(Region pointing data)

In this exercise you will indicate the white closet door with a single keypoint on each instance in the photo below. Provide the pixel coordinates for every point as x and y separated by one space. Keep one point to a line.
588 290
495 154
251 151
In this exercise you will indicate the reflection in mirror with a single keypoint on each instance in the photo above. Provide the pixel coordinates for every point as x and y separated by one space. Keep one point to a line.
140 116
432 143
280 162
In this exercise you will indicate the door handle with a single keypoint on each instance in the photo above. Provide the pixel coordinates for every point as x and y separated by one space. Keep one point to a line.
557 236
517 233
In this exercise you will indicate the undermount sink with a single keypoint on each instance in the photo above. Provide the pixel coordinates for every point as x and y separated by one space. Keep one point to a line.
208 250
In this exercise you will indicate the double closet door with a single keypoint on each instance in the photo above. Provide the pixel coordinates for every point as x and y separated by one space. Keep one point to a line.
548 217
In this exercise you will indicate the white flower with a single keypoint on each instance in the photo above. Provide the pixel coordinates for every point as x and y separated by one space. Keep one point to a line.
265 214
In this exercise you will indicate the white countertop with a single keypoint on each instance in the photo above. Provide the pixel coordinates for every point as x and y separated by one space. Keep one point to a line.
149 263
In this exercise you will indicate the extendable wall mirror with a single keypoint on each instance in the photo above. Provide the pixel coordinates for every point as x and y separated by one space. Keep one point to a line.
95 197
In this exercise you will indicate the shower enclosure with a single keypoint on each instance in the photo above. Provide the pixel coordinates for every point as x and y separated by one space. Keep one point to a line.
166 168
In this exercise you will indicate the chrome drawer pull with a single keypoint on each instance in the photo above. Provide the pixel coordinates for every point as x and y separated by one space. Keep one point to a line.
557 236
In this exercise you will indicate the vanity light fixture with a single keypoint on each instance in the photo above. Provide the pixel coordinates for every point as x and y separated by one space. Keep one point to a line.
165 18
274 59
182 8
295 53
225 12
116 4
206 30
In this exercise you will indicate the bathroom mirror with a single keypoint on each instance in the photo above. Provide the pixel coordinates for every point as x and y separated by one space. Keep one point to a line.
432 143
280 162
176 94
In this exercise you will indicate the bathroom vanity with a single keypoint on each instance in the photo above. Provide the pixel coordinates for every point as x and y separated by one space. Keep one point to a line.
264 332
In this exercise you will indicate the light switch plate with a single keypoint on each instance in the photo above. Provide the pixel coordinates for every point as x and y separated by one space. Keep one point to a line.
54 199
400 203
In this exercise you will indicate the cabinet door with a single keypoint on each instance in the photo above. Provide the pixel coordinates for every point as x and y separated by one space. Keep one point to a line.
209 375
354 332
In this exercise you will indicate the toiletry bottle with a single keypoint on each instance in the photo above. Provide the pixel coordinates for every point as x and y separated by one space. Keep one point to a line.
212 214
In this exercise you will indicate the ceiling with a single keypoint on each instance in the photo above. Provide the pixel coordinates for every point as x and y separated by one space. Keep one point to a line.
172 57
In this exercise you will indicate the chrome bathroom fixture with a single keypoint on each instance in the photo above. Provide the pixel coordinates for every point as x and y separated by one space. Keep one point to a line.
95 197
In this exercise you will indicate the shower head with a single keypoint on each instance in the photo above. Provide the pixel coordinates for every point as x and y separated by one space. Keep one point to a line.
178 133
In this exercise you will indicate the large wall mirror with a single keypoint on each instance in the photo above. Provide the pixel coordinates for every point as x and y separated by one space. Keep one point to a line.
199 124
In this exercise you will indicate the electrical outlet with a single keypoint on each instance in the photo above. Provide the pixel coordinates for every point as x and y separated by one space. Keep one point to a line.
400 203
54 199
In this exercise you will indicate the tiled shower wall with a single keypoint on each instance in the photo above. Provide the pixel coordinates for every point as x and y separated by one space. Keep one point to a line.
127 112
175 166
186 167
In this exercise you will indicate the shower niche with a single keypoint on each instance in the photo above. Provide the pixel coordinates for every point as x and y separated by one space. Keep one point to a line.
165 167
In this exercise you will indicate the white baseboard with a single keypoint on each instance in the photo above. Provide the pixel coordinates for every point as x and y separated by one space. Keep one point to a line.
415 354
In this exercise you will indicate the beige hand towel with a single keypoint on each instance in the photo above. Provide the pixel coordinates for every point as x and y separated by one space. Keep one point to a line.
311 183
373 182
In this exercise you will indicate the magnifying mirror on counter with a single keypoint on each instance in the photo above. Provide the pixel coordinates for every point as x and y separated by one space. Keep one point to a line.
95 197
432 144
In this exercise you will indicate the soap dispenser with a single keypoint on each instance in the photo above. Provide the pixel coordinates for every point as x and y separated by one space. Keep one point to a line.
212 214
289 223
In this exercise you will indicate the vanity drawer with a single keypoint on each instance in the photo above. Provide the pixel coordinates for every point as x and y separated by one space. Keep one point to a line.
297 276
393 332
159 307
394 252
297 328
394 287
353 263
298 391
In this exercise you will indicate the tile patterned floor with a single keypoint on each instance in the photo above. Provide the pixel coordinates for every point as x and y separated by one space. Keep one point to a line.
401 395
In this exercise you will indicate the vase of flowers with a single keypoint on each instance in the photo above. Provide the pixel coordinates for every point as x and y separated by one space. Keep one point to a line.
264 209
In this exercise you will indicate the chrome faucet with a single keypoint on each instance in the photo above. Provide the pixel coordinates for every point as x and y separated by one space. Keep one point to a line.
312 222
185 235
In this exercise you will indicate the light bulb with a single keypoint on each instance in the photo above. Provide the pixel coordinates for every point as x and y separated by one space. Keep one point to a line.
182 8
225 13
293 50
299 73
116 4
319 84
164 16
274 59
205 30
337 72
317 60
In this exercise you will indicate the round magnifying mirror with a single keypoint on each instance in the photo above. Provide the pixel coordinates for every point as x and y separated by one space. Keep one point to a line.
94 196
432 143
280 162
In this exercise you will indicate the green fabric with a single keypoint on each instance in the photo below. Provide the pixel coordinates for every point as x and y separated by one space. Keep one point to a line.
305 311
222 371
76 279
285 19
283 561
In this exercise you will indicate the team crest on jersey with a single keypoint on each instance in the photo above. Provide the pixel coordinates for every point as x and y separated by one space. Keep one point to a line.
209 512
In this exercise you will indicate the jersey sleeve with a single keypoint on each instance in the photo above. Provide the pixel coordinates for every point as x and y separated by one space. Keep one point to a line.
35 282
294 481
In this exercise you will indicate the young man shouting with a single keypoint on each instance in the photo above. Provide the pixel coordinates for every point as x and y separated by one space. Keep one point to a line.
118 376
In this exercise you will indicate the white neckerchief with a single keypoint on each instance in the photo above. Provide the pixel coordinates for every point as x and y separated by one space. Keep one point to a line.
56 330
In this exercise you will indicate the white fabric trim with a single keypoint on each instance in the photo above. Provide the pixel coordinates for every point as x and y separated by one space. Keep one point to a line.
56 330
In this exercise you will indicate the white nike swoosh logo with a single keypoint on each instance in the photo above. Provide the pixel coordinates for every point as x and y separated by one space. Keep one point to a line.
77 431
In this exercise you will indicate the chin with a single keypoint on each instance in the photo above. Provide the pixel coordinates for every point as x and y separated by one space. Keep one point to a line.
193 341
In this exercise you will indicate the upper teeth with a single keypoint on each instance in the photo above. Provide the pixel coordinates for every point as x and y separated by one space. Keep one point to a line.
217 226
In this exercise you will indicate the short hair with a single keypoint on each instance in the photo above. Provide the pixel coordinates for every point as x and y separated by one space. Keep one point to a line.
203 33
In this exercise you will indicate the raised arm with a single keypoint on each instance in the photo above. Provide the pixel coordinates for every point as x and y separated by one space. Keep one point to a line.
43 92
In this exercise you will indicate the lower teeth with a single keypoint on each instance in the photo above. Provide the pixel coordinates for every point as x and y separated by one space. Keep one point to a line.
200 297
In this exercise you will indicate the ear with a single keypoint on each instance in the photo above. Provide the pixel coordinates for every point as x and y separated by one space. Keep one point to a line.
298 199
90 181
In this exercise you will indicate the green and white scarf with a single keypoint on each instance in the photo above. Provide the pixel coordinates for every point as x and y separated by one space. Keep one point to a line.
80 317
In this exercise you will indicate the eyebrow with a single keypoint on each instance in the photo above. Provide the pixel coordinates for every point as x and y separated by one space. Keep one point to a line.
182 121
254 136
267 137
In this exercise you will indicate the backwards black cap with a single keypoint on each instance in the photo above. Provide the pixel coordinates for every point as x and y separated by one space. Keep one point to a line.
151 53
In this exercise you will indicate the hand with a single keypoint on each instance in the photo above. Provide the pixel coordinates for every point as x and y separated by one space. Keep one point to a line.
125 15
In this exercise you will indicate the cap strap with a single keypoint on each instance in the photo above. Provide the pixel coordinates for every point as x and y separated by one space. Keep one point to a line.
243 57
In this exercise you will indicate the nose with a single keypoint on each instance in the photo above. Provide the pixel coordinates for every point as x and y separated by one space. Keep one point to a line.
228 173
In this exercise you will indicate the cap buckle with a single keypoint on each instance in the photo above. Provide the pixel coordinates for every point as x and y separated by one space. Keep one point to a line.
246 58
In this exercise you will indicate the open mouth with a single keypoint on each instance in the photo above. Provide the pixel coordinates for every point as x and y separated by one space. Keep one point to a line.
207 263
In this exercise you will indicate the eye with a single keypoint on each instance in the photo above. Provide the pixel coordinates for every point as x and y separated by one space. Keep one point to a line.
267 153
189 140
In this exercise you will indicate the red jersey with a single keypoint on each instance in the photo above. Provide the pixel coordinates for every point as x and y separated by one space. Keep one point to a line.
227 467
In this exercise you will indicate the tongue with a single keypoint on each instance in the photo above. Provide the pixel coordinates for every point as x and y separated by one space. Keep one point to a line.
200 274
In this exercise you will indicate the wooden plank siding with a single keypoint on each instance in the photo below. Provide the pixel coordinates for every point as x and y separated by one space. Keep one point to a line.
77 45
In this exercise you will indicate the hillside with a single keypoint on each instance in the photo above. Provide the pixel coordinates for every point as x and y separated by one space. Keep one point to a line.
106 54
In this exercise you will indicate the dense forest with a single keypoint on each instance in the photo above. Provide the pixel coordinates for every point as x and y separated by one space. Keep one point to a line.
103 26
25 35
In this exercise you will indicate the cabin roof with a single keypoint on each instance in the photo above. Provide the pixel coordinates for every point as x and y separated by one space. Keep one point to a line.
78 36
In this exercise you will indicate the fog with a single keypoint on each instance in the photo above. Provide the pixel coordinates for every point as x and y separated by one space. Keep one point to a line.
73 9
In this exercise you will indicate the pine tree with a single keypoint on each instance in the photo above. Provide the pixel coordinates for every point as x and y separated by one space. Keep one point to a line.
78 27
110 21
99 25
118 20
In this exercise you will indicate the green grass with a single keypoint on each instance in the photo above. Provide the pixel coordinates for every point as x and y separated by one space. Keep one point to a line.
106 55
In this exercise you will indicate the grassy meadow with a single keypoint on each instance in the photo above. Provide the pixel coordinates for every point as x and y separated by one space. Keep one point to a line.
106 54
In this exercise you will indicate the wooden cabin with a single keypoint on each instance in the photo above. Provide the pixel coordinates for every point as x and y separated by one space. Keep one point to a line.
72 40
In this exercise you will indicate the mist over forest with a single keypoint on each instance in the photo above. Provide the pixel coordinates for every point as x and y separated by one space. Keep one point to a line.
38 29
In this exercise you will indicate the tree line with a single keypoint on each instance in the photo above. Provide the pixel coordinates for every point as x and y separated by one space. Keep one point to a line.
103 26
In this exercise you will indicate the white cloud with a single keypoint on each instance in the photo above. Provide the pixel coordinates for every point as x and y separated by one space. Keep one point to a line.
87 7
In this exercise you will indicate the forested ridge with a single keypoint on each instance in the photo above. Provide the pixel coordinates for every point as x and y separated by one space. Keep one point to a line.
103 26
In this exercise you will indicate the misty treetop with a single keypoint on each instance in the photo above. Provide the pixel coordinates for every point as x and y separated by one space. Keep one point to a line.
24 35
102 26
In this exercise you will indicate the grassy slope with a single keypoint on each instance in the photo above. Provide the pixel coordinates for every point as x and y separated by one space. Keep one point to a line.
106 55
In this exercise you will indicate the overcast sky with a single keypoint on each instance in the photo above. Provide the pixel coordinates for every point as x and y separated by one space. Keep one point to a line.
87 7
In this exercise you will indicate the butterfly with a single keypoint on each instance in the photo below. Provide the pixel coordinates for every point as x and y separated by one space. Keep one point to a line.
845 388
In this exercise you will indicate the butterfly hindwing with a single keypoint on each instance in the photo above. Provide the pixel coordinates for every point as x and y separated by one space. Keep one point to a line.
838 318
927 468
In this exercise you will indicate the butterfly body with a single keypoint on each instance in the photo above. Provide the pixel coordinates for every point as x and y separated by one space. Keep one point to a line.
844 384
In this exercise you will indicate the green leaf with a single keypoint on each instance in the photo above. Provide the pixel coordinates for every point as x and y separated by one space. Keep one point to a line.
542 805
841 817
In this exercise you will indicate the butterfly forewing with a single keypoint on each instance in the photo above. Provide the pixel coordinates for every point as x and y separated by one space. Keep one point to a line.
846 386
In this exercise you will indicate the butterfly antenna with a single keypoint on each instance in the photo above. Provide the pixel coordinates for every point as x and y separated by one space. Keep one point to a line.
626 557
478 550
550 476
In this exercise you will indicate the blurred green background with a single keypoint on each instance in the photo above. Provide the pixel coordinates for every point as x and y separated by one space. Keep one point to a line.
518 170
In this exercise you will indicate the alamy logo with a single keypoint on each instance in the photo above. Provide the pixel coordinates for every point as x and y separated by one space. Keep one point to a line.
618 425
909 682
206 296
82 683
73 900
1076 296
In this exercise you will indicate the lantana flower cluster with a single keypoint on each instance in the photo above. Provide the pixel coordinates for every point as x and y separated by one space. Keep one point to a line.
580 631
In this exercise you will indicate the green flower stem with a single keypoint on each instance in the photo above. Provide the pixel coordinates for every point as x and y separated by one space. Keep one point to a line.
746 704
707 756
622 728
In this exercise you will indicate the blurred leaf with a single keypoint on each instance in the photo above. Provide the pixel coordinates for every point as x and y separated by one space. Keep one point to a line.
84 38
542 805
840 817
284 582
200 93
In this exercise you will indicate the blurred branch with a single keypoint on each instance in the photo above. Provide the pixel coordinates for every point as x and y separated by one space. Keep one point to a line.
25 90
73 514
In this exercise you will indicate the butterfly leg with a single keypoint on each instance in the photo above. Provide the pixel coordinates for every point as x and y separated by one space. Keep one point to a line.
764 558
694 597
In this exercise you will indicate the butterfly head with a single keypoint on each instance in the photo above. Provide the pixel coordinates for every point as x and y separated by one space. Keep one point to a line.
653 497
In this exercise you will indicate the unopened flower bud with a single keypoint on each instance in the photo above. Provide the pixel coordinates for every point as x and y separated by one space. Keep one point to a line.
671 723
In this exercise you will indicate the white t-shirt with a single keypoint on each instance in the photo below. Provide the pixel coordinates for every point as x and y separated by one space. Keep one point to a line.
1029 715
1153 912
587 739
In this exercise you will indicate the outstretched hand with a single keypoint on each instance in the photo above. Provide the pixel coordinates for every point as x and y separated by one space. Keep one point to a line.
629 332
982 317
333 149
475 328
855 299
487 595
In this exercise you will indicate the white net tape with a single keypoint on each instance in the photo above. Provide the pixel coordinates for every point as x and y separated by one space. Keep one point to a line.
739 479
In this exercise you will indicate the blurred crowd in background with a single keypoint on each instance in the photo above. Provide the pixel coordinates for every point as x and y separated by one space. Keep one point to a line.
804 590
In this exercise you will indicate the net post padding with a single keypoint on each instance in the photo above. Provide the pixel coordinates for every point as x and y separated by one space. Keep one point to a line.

**REQUIRED ACTION**
Print nothing but the lines from the line with "In this exercise you will indicate the white net" to the last line of the records above. Both of those lines count.

**YOUR SOLUTION**
In this exercise you will indicate the white net tape with a single keypoint on each instance in the photo above. Provide the pixel coordinates for every point as x and y separated by one space. Keep one point to a line.
739 479
In this exercise you will indicate the blurred crowd in background with a single keypoint on each instance in the photo above. Provide the pixel coordinates for every point as x and y separated by one space. Keep one point to a line.
804 590
In this exercise you will indicate the net post padding with a single keypoint on each instance in the photo above. Provide the pixel coordinates for every point as x and y separated by one space. Keep one point to a line.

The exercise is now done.